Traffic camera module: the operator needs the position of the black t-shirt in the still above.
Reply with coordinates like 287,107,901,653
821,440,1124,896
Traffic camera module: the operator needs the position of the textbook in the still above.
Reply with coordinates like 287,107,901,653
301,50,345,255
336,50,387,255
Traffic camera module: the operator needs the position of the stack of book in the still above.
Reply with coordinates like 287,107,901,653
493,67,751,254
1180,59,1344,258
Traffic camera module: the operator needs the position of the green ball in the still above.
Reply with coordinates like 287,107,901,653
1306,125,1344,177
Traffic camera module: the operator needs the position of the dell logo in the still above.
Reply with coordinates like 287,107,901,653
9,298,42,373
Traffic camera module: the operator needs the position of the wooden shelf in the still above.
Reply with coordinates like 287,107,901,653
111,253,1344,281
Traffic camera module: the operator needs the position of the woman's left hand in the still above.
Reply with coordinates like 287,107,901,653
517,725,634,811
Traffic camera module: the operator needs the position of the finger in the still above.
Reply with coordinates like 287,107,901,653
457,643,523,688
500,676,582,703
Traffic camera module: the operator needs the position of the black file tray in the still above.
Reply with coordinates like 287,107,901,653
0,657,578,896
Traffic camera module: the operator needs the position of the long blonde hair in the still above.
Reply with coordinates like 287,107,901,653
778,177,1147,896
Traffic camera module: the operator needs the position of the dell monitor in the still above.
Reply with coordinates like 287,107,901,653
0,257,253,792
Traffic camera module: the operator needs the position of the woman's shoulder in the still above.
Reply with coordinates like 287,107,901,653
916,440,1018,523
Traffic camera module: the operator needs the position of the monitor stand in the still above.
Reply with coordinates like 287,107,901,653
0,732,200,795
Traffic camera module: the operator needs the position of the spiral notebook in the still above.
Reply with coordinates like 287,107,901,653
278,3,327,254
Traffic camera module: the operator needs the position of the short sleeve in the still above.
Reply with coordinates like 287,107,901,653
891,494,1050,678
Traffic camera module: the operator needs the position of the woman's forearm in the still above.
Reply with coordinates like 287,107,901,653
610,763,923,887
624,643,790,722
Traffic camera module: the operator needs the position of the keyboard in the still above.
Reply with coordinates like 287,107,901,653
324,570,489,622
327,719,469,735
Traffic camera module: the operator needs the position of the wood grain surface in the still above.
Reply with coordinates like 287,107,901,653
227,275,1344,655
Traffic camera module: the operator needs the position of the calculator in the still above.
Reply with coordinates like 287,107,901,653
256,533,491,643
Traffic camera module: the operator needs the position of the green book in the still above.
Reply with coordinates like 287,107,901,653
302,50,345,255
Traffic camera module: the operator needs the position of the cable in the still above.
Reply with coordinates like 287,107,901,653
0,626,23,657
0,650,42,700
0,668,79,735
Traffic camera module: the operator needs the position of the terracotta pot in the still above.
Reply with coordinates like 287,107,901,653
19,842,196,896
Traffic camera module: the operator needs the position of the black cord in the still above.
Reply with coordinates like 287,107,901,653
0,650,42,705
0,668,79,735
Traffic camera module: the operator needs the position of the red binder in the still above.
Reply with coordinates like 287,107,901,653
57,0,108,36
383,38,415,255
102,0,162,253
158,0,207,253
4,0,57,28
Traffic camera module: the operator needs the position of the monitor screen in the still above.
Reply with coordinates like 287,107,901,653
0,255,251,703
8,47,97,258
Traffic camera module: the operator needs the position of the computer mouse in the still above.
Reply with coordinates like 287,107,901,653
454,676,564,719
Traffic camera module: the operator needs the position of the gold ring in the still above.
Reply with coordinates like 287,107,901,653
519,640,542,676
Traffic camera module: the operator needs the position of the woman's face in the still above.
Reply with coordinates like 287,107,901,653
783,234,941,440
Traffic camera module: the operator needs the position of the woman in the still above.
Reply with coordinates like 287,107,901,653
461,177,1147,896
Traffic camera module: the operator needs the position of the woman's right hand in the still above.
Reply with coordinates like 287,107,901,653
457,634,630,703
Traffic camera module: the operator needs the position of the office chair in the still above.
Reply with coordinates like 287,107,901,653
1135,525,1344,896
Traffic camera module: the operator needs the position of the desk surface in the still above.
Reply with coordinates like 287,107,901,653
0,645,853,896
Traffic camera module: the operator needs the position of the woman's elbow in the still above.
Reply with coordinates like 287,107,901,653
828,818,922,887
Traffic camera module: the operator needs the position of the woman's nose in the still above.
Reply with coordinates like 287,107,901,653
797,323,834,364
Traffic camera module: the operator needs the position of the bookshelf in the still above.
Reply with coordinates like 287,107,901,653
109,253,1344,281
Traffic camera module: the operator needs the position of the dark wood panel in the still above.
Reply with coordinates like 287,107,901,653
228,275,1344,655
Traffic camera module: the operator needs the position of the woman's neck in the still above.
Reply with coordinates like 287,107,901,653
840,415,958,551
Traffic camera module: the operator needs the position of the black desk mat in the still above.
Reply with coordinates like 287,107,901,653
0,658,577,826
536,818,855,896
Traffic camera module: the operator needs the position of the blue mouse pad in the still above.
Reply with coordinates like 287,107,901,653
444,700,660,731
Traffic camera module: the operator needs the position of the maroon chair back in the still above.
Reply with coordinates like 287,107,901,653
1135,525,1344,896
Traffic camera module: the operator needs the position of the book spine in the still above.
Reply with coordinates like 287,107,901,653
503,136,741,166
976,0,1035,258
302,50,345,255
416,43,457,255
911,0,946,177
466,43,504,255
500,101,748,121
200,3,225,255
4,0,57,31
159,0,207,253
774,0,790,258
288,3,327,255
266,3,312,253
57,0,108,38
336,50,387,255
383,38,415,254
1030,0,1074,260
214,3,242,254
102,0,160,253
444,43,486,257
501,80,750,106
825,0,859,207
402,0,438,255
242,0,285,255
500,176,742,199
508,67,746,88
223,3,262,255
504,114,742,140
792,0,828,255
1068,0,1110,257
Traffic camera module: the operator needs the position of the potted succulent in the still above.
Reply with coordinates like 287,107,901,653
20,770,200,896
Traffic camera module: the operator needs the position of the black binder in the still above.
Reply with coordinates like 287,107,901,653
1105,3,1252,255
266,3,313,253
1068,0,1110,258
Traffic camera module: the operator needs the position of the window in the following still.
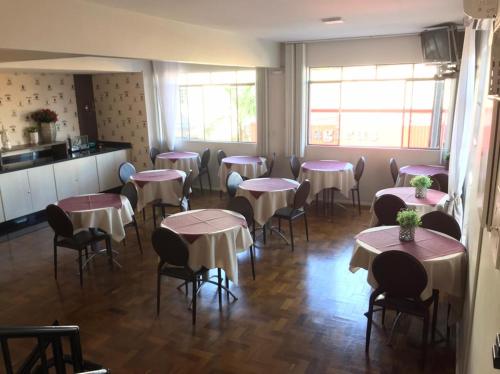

= Exercise directions =
Please rewrite all of the rows above, changing every "operator" to "analyst" and leaving everything else as it is. Omit the pictures from your answer.

= Complete response =
Traffic camera module: the analyst needs the position of the black t-shirt in the still above.
Reply with coordinates like 287,107,901,653
821,440,1124,896
Traffic camera module: the analyst needs the position of the textbook in the still above.
Reply with coordinates like 287,107,901,653
301,50,345,255
336,50,387,255
Traffic camera module: the analyst needs the position of the stack of book in the still above.
Reply with coordinates like 287,107,901,653
493,67,751,254
1180,59,1344,258
Traffic camera module: the analyst needs the position of the green ball in the still above.
Reply with coordinates like 287,107,901,653
1306,125,1344,177
Traffic camera module: the analyst needs the position of the dell logo in the still above.
Reply with coordinates like 287,107,901,653
9,298,42,373
Traffic camera module: the analyst needs the position of the wooden shelf in the still above.
Reply with coordinates like 287,107,901,653
111,253,1344,281
Traffic camera module: the analyst needs the position of the woman's left hand in the still above.
Reply with coordinates like 287,107,901,653
517,725,634,811
Traffic camera module: the analyst needs the position of the finger in the still above.
Reply with coordinates like 287,107,901,653
457,643,523,688
500,676,582,703
Traffic camera module: the analyst needs the position of the black file tray in the still above.
Reply with coordinates like 287,107,901,653
0,657,578,896
Traffic camera module: the analyst needs the position of the long blonde hair in the still above.
Reply with coordinates like 287,107,901,653
778,177,1147,896
Traffic camera module: the analyst needs the position of the dell monitor in the still above.
Reply with coordinates like 287,107,901,653
0,257,253,792
Traffic camera module: the analyst needs the position of the woman's shoulder in the still above.
Reply with coordinates like 287,107,901,653
916,440,1018,523
Traffic camera module: the analyst needs the position of the monitor stand in the still above.
Reply with coordinates like 287,107,901,653
0,732,200,795
Traffic camera module: the analyst needs the position of the spiral notebook in the still above.
Reply with coordinates like 287,107,901,653
278,3,327,254
Traffic camera module: the analyst needs the position of the short sleeve in the still above.
Reply with coordinates like 287,107,901,653
891,494,1050,678
Traffic camera module: the analyst needs the position of the woman's forearm in the still above.
Reply with coordinates like 287,107,901,653
610,763,923,887
624,643,790,722
Traffic camera module: the analyst needs the position of the keyboard in the still above.
Reply with coordinates like 287,107,901,653
324,570,489,622
327,719,469,735
Traffic camera module: the analyst needs the position of the wood grain surface in the still above.
Reply with coordinates like 287,107,901,653
227,275,1344,655
Traffic camera module: the analyst needs the position of the calculator in the still above.
Reply with coordinates like 287,107,901,653
256,533,491,643
Traffic camera module: the analyst needs the position of the green book in the still above.
Reply with coordinates like 287,107,901,653
302,50,345,255
Traffic camera module: the analyst needs the position of the cable in the still above.
Reply with coordinates like 287,107,901,653
0,626,23,657
0,650,42,700
0,668,79,735
Traffic camera module: the analyst needs the position of the terracotta pot in the still above.
Reply with coordinates like 287,107,901,653
19,842,196,896
Traffic camera module: the analyst needs the position of the black cord in the still above.
Reply with coordinates like 287,107,901,653
0,650,42,705
0,668,79,735
Traffic camera module: the analyst needs the position of the red binder in the still above.
Reply with coordinates like 287,107,901,653
57,0,108,36
383,38,415,255
102,0,162,253
158,0,207,253
4,0,57,28
Traffic camera module: the analyst needs the position of the monitor screen in the still above.
Reply with coordinates like 287,107,901,653
0,255,251,703
8,47,97,258
Traffic camera module: the analyst needs the position of the computer mouse in the still above.
Reply with coordinates like 287,107,901,653
454,676,564,719
Traffic camera module: the analyst needs the position of the gold ring in the still above.
Reply with coordinates like 287,107,901,653
519,640,542,676
Traffic camera module: the analyst needs the position of the woman's face in the still above.
Reply with coordinates like 287,107,901,653
783,234,941,440
Traffic camera module: the analyst needs the position of the woman in the still above.
Reply with coordinates like 287,107,901,653
461,177,1147,896
Traffic camera module: the analyst needs the position of the woman's right hand in the still above.
Reply with coordinates like 287,107,901,653
457,634,630,703
Traffic camera module: the analyst needs the position of the office chair in the still above.
Reply with coordinates like 287,107,901,653
1135,525,1344,896
Traffic camera module: the analyst needs the position of the desk surface in the still above.
Reply with coordinates like 287,107,901,653
0,645,853,896
Traffic camera module: the analyst needs the position of the woman's elbow in the still above.
Reply with coordinates like 287,107,901,653
828,818,922,887
Traffic camera module: the analyst needs the position of the woman's nose in the still above.
Reply with coordinates like 287,107,901,653
797,323,834,364
Traffic camera module: the analyst needs the position of the bookshelf in the still above.
Reply with coordinates like 287,107,901,653
109,253,1344,281
Traffic camera module: the analyst needs the position of the dark wood panel in the still above.
Reply with coordinates like 287,107,901,653
228,275,1344,655
Traffic camera module: the analyst needs the position of the woman's neck in the still above.
Reply with coordinates like 287,107,901,653
840,415,958,551
Traffic camera module: the analyst needs the position of the black desk mat in the still above.
Reply with coordinates like 287,107,901,653
0,658,577,826
536,818,855,896
Traffic camera module: the analyst needs the position of the blue mouse pad in the still above.
Reply with coordinates like 287,107,901,653
444,700,660,731
Traffic camera module: the analyst needs the position of the maroon chair back in the still above.
Reply with coordinates like 287,107,901,653
1135,525,1344,896
Traffic camera module: the analyst needs the position of the book spine in the still above.
Reply with coordinates like 287,107,901,653
503,136,741,166
976,0,1035,258
302,50,345,255
416,43,457,255
911,0,946,177
466,43,504,255
500,101,748,121
200,3,225,255
4,0,57,31
159,0,207,253
774,0,790,258
288,3,327,255
266,3,312,253
57,0,108,38
336,50,387,255
383,38,415,254
1030,0,1074,260
214,3,242,254
102,0,160,253
444,43,486,257
501,80,750,106
825,0,859,207
402,0,438,255
242,0,285,255
500,176,742,199
508,67,746,88
223,3,262,255
504,114,742,140
792,0,828,255
1068,0,1110,257
Traffic camera module: the analyst needs the position of the potted succulent in the still above.
Reply with coordinates like 287,107,901,653
20,770,200,896
Traffic camera module: the analyst needs the position of the black binder in the still above.
Reply with coordinates like 287,107,901,653
1105,3,1252,255
266,3,313,253
1068,0,1110,258
Traffic camera module: the analyst needs the position of the window in the following still.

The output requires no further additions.